__INFORMATION SUPPLIED__.
━━━━━━

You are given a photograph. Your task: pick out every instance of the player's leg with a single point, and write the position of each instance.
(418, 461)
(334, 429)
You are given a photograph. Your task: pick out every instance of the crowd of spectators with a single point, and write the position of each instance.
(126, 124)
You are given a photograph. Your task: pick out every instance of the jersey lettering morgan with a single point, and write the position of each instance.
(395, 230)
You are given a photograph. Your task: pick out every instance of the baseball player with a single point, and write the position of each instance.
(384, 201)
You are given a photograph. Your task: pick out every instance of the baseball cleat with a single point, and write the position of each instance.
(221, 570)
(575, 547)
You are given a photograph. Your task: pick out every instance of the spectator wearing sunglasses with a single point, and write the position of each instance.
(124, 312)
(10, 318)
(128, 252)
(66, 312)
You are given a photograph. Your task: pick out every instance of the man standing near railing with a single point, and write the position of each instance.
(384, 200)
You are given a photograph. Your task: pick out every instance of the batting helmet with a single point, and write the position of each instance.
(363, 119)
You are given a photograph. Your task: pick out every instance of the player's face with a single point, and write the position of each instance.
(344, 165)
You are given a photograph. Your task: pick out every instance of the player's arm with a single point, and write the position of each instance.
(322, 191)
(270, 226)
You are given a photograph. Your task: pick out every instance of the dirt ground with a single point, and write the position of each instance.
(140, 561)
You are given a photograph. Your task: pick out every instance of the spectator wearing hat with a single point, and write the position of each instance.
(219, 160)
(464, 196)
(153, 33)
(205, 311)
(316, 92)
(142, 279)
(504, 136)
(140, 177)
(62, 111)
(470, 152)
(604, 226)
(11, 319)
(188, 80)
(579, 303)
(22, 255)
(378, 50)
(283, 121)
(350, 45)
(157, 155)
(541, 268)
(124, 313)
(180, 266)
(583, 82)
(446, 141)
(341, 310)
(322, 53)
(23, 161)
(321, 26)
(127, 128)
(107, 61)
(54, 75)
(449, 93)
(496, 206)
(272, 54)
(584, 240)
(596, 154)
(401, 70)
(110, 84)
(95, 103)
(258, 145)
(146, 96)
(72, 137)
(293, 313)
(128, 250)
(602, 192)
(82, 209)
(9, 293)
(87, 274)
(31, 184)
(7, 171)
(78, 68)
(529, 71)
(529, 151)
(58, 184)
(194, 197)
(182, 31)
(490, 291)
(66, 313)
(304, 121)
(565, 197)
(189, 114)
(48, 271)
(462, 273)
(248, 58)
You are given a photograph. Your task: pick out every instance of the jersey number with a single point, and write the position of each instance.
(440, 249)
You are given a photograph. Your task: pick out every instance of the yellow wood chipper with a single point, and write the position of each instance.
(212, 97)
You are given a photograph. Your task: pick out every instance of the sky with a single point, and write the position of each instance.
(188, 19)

━━━━━━

__WORK REQUIRED__. Quote the entire listing above verbatim.

__SOLVED PROBLEM__.
You are given a photograph. Your task: pick out every instance of the player's leg with a single point, and write the position of each instance.
(418, 461)
(334, 429)
You are given a photograph. Your task: pick out every instance of the crowd of spectators with a single point, and write the position of each instance.
(126, 124)
You are given a photograph. Your task: pick out every instance of the jersey lettering morgan with a single point, and write the position of each instance.
(395, 230)
You are given a photograph. Your task: pick out every instance of the baseball player with a single point, and write the position of each instance.
(384, 201)
You are given a photograph. Your task: pick out every instance of the baseball cleat with a single point, and write the position of each instance.
(221, 570)
(575, 547)
You are given a photograph. Your task: pick out every instance of the spectator wearing sunglasses with a single point, and write the position of each instance.
(124, 312)
(10, 318)
(128, 252)
(66, 312)
You are given a photograph. Your task: pick out every instance of the man standing near railing with a single point, and write the position of each instance.
(384, 200)
You are given a photograph. Your task: pick out every instance of the batting helmet with a single point, and write the position of each instance.
(363, 119)
You are given a photograph. Your task: pick out every instance of the player's face with a single point, and write the position of each instance.
(344, 165)
You are given a photograph. Your task: pick out every instance of the player's arm with a single point, and write the position of each instance.
(322, 191)
(270, 226)
You are given a photograph. Your task: pick out every instance of the dirt ground with a single point, and write the position of each instance.
(140, 561)
You are given a photograph. Your task: pick out every instance of the spectator wearing hat with a single point, and write the position of each instance.
(219, 160)
(464, 196)
(153, 33)
(205, 311)
(316, 92)
(142, 279)
(504, 136)
(140, 177)
(62, 111)
(470, 152)
(604, 226)
(11, 319)
(188, 80)
(579, 303)
(22, 255)
(378, 50)
(283, 121)
(350, 45)
(157, 155)
(541, 268)
(124, 313)
(180, 266)
(583, 82)
(446, 141)
(341, 310)
(322, 53)
(23, 161)
(321, 26)
(127, 128)
(107, 61)
(54, 75)
(449, 93)
(496, 206)
(272, 54)
(584, 240)
(596, 154)
(401, 70)
(110, 84)
(95, 103)
(258, 145)
(146, 96)
(72, 137)
(293, 313)
(128, 250)
(602, 192)
(82, 209)
(9, 293)
(87, 274)
(31, 184)
(7, 171)
(78, 68)
(529, 71)
(529, 151)
(58, 184)
(194, 197)
(182, 31)
(490, 291)
(66, 313)
(304, 121)
(565, 197)
(189, 114)
(48, 271)
(462, 273)
(248, 58)
You are given a photograph. Your task: pick out every instance of the jersey number with a single point, and write the position of each instance.
(440, 249)
You are given a photograph. Your task: pick out every instance of the yellow wood chipper with a single point, and write the position of each instance.
(212, 97)
You are given a photograph. Your task: pick out every instance of the sky with a single point, and write the position of each instance.
(188, 19)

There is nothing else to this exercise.